[Excerpted passage]
----------------------------------------

The Ambatovy mine is large nickel and cobalt mine located in Madagascar, off the east coast of Africa. It is currently active, and the largest mine in the country.

Ownership and operations

Several exploration permits for the site were acquired by Phelps Dodge in 1995. In 2004 and 2005 Phelps Dodge sold its interest in the project to Dynatec Mining Limited. The mine was set up in 2007 by Dynatec Mining Limited, a Canadian company, backed by international development groups including the European Investment Bank. Sherritt International acquired Dynatec and later handed over majority control of the mine to the Japanese Sumitomo Corporation. The rest of equity in the mine is held by a South Korean consortium lead by the state-owned Korea Mine Rehabilitation and Mineral Resources Corporation (KOMIR), as well as STX Corporation and POSCO.

Until 2020, when it halted production due to the COVID-19 pandemic in Madagascar, the mine was producing 5,600 tonnes of refined cobalt and almost 60,000 tonnes of refined nickel every year. Operations resumed in March of 2021. After running at a loss from 2014 to 2020, the mine became profitable in 2021, especially after a large increase in nickel prices due to the Russian invasion of Ukraine.

----------------------------------------

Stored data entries
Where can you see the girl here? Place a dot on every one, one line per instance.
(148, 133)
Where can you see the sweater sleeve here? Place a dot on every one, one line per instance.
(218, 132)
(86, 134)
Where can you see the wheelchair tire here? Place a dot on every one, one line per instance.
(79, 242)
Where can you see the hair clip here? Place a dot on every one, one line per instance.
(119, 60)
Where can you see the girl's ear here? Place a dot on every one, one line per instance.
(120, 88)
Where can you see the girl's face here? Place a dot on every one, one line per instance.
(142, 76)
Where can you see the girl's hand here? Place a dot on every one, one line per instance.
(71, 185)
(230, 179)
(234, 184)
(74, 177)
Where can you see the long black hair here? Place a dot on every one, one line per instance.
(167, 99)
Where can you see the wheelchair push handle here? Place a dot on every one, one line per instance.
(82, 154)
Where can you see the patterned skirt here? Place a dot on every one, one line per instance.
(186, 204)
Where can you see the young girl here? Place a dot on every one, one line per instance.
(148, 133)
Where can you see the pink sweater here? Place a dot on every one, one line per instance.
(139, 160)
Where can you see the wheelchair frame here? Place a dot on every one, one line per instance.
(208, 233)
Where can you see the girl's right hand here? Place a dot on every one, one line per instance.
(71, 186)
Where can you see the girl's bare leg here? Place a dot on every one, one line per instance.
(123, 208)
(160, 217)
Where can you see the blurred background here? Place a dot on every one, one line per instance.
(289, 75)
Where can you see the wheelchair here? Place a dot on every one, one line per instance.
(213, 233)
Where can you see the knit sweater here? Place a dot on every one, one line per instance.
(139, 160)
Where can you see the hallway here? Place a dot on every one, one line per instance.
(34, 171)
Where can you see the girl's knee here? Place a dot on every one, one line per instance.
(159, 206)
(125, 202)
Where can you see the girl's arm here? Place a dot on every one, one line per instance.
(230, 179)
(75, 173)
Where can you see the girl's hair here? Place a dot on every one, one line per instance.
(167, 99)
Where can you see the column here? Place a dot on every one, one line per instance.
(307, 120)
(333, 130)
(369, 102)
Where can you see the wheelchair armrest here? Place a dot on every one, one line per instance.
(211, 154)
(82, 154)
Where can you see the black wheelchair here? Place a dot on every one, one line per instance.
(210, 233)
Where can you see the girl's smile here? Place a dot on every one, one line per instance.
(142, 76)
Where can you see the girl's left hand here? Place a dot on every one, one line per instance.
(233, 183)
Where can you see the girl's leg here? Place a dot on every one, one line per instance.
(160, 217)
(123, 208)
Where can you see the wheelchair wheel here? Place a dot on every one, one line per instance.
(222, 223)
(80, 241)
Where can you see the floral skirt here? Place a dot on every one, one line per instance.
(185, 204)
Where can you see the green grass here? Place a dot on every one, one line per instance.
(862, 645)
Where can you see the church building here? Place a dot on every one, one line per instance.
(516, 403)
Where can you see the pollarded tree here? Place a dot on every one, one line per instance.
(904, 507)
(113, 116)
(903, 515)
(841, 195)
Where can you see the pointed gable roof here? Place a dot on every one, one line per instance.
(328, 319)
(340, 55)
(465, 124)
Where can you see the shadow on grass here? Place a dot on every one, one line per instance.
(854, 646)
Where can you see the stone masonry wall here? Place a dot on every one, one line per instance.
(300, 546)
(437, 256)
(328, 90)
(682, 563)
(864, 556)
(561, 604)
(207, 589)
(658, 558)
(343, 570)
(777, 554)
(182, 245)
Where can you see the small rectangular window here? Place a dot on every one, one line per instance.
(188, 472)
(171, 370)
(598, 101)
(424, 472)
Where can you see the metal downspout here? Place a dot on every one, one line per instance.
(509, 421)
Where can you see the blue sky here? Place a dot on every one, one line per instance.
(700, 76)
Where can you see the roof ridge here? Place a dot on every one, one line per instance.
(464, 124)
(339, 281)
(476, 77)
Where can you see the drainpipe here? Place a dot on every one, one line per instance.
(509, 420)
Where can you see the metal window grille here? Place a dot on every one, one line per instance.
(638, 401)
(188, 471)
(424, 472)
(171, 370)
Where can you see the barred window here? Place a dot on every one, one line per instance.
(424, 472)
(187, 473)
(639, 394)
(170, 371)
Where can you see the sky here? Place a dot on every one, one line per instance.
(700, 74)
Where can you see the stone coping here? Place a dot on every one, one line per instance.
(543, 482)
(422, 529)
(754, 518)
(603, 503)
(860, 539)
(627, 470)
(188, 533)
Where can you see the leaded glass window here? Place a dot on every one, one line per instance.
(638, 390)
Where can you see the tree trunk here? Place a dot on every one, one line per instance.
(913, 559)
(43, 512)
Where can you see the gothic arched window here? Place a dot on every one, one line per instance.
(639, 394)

----------------------------------------

[Required work]
1. From the text about the Ambatovy mine, copy the passage starting with "Ownership and operations" and going on through "Corporation and POSCO.".
2. According to the text about the Ambatovy mine, in what month and year did operations resume?
3. Write the next part of the text about the Ambatovy mine, picking up after its final sentence.

[Per-task outputs]
1.
Ownership and operations

Several exploration permits for the site were acquired by Phelps Dodge in 1995. In 2004 and 2005 Phelps Dodge sold its interest in the project to Dynatec Mining Limited. The mine was set up in 2007 by Dynatec Mining Limited, a Canadian company, backed by international development groups including the European Investment Bank. Sherritt International acquired Dynatec and later handed over majority control of the mine to the Japanese Sumitomo Corporation. The rest of equity in the mine is held by a South Korean consortium lead by the state-owned Korea Mine Rehabilitation and Mineral Resources Corporation (KOMIR), as well as STX Corporation and POSCO.

2. March 2021

3.
Social and environmental impacts

Ambatovy is the largest investment in Madagascar’s history. The mine employs 10,000 people, of which 8,000 are Malagasy, and provides 27 per cent of the country's tax revenues.

The mine has been criticised for its local environmental impacts. The open pit mine displaced 1,600 hectares (3,950 acres) of rainforest and is connected by a 200 km long slurry pipeline to the processing plant at Toamasina, which has a 750-hectare (1,850-acre) area of lakes where waste materials are dumped. Effluent is also released into the sea, leading to complaints from fishermen. On the other hand, the mine is among the first to fully offset the loss of forest from mining operations.